--- BEGIN Entries provided ---
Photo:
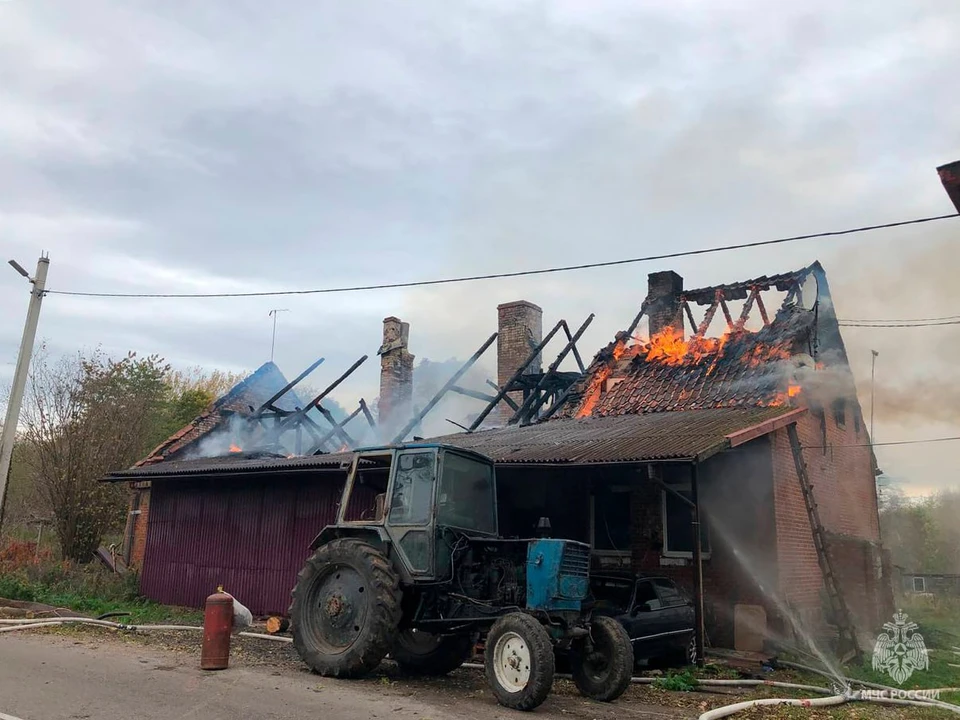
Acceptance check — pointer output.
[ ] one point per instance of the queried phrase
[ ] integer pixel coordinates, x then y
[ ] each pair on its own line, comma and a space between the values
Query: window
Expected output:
612, 592
466, 498
611, 519
677, 525
670, 596
413, 482
840, 412
647, 598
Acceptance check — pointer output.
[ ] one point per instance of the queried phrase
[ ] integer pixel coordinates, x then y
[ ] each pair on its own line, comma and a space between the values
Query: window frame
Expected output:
705, 552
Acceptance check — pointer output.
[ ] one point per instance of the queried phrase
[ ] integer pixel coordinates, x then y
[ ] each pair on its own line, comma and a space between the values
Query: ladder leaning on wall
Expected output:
848, 635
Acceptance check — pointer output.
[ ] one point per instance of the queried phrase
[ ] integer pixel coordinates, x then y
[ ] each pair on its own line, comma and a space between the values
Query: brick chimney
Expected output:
520, 324
950, 177
396, 374
663, 301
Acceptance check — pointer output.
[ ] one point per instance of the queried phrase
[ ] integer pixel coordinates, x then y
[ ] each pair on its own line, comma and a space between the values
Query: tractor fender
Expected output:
373, 534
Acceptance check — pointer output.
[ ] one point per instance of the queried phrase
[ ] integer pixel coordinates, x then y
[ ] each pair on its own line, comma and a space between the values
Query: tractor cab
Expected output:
414, 567
411, 495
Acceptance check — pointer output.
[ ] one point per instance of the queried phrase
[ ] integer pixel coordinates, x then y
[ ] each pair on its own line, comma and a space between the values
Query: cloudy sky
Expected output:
233, 146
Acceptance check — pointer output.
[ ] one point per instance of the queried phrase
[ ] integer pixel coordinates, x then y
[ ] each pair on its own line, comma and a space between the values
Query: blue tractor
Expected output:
415, 568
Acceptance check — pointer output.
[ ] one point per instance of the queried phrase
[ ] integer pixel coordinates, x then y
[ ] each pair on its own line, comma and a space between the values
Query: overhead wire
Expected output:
518, 273
899, 325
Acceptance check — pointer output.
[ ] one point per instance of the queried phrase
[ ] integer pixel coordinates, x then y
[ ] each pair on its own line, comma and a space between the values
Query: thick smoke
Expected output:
429, 376
916, 377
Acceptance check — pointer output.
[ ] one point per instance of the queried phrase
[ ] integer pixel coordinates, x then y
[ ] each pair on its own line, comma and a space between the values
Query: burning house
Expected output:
759, 424
752, 433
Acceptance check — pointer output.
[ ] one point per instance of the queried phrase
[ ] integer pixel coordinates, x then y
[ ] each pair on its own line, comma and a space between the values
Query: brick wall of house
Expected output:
840, 467
520, 327
736, 502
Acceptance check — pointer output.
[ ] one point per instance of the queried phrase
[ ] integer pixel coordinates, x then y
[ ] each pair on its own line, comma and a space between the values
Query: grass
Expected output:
677, 680
88, 589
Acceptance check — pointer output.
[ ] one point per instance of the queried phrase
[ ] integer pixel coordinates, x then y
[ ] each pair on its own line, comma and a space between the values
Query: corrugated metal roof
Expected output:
688, 434
230, 464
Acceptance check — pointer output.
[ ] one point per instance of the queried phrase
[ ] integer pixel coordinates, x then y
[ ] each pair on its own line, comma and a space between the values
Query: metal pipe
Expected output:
697, 562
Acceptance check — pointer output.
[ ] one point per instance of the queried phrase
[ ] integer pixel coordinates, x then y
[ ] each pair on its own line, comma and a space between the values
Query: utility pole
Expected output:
273, 341
873, 389
9, 433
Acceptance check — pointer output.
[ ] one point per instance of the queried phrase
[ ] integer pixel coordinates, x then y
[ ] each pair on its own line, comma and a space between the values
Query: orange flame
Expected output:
668, 347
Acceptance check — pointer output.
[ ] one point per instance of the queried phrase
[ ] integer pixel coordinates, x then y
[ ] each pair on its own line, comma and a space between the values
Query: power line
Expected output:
519, 273
945, 317
886, 325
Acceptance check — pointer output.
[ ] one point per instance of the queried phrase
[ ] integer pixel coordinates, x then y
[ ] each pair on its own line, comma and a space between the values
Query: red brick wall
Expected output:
736, 501
845, 490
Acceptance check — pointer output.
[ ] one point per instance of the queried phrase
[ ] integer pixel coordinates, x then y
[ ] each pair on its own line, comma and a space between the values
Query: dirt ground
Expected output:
261, 668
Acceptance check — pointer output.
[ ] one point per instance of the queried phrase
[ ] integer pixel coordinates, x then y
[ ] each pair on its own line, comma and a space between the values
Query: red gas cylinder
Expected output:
217, 625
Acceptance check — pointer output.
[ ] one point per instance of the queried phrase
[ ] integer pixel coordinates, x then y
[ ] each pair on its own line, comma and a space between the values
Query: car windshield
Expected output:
612, 592
467, 498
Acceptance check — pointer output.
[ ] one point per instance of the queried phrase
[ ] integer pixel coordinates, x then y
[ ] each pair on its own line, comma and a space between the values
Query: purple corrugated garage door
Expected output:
252, 538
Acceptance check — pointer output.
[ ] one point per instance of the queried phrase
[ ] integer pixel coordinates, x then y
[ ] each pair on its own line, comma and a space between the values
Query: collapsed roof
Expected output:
674, 371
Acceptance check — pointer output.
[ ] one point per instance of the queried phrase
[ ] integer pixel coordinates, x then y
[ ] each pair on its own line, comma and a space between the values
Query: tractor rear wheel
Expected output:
603, 666
423, 653
519, 662
346, 609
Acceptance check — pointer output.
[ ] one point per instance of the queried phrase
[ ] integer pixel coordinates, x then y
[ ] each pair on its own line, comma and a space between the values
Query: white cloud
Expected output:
--- END Entries provided ---
• [What you are asked to do]:
Give every record again exactly, apart from the pictures, which stay out.

• [Finished task]:
Photo:
Acceptance check — pointer output.
[ ] one point per instance of the queried phrase
[ ] integer pixel coordinates, x then y
[ ] each pair on its own line, comma and a space between the values
Query: window
Expected output:
612, 592
466, 498
611, 519
677, 525
670, 596
413, 482
840, 412
647, 598
Acceptance check — pointer output.
[ ] one point per instance of the queried phrase
[ ] integer pixel coordinates, x then y
[ ] each pair on its own line, comma and a space between the values
Query: window frame
Expected output:
705, 552
Acceptance check — pointer output.
[ ] one point per instance of the queried phrase
[ ] integer pixel coordinates, x then y
[ ] each pair on its own line, comma and a space between the values
Query: ladder leaning on wall
Expected output:
848, 635
Acceptance check — pointer output.
[ ] one point per instance of the queried phrase
[ ] integer pixel coordinates, x then y
[ ] each pair on its own line, comma and a space between the values
Query: brick chimney
Expected output:
520, 324
950, 177
396, 374
663, 301
Acceptance check — pointer output.
[ ] one point per instance of the queried phrase
[ ] integer pixel coordinates, x then y
[ ] each pair on its own line, comma and a space between the values
Query: tractor fender
Expected output:
373, 534
Acceptance check — pointer output.
[ ] one point per instance of the queried phrase
[ ] integer pixel coordinates, x then y
[ ] each pair on its own line, comma and a space between the values
Query: tractor cab
Expected output:
414, 567
411, 495
Acceptance check — pointer output.
[ ] one point per instance of the queried phrase
[ ] integer pixel coordinates, x then y
[ ] each pair on its own line, comma and a space between the values
Query: cloudy sky
Expected output:
233, 146
Acceptance check — pointer output.
[ ] one point per instance of the queried phrase
[ ] integer pixel coordinates, x then y
[ ] each pair on its own line, comma and a space between the values
Query: blue tractor
Expected output:
415, 568
Acceptance check — pointer output.
[ ] one point per instance of the queried phrase
[ ] integer pixel coordinates, x then y
[ ] each pair on its own line, comma and a space between the values
Query: overhead wire
Expected output:
518, 273
899, 325
Acceptance check — pointer output.
[ ] one point per instance of the queried phrase
[ ] integer pixel coordinates, x then y
[ ] each pair on its own line, comma and a space between the values
Query: thick smoke
Expected output:
429, 376
916, 377
Acceptance check — pointer output.
[ ] one point per instance of the queried phrase
[ ] integer pixel coordinates, x then y
[ ] each pair on its own line, comma and a space between the values
Query: burning house
Expected output:
759, 424
752, 433
Acceptance check — pointer output.
[ ] one point per instance of the queried phrase
[ ] integer pixel coordinates, x then y
[ ] each pair on its own line, comma and a space between the values
Query: brick wall of house
Expected output:
840, 467
520, 327
736, 502
Acceptance check — pointer output.
[ ] one point per instance of the queried phrase
[ ] integer pixel coordinates, x then y
[ ] each pair on its own line, comma and a space between the values
Query: grass
Expected output:
677, 680
88, 589
Acceptance check — pointer output.
[ ] one point per instance of the queried phrase
[ ] integer pixel coordinates, x then y
[ ] each pair on its own line, comma and a space between the values
Query: corrugated metal roof
Expected output:
688, 434
230, 464
Acceptance check — pointer output.
[ ] one point per instance of the queried phrase
[ ] integer pixel coordinates, x then y
[ ] each pair on its own line, comma and a space between the values
Query: metal pipe
Expected output:
697, 562
Acceptance check — pointer output.
[ ] one point per instance of the queried phrase
[ ] integer pixel coordinates, x then y
[ ] each pair on its own line, comma and a space between the values
Query: utility pole
Expected output:
273, 341
873, 389
9, 433
Acceptance check — pointer output.
[ ] one point per instance of the queried phrase
[ ] integer pixel coordinates, x then y
[ ] each pair on its own line, comma and a space between the values
Query: orange flame
Expected output:
668, 347
Acceptance check — pointer output.
[ ] one point per instance of the queried phrase
[ ] integer pixel coordinates, x then y
[ ] each pair on its own line, comma and a space between the values
Query: power line
Expected output:
519, 273
945, 317
886, 325
Acceptance check — pointer output.
[ ] one point per instance of the queried phrase
[ ] integer pixel coordinates, x then y
[ ] each pair on its own line, comma and a space between the values
Query: red brick wall
Expected output:
736, 501
845, 490
Acceptance check — pointer output.
[ ] one point per instance of the queried phrase
[ ] integer pixel coordinates, x then y
[ ] each pair on its own line, comma and a space between the values
Query: dirt ground
Expected output:
261, 668
Acceptance check — pointer output.
[ ] one point per instance of the queried phrase
[ ] integer pixel coordinates, x then y
[ ] each pair on its own line, comma and a space between the values
Query: red gas cylinder
Expected output:
217, 625
Acceptance check — pointer output.
[ ] one point per instance of the queried phrase
[ ] integer pixel coordinates, x then y
[ ] each pair on its own line, comma and a space between the values
Query: car windshield
Expected output:
612, 592
467, 498
Acceptance check — pointer output.
[ ] one point per instance of the queried phrase
[ ] integer pixel coordinates, x then y
[ ] each pair on its own line, comma and a space between the values
Query: purple corrugated garage door
Expected output:
252, 538
Acceptance check — pointer output.
[ ] one point per instance of the queried phrase
[ ] integer pixel coordinates, x then y
[ ] each pair on its own line, comma and a space between the values
Query: collapsed roof
Expected output:
674, 371
Acceptance check — pointer output.
[ ] one point per instance of the queried phrase
[ ] integer pixel coordinates, x then y
[ ] each pair on its own line, comma and a space between the values
Query: tractor rear wheel
Expected output:
603, 666
423, 653
519, 662
346, 609
Acceptance check — pointer output.
[ ] one point per instance of the queried phrase
[ ] integer pixel coordinates, x then y
[ ] each pair on its own line, comma and a space between the values
Query: white cloud
Expected output:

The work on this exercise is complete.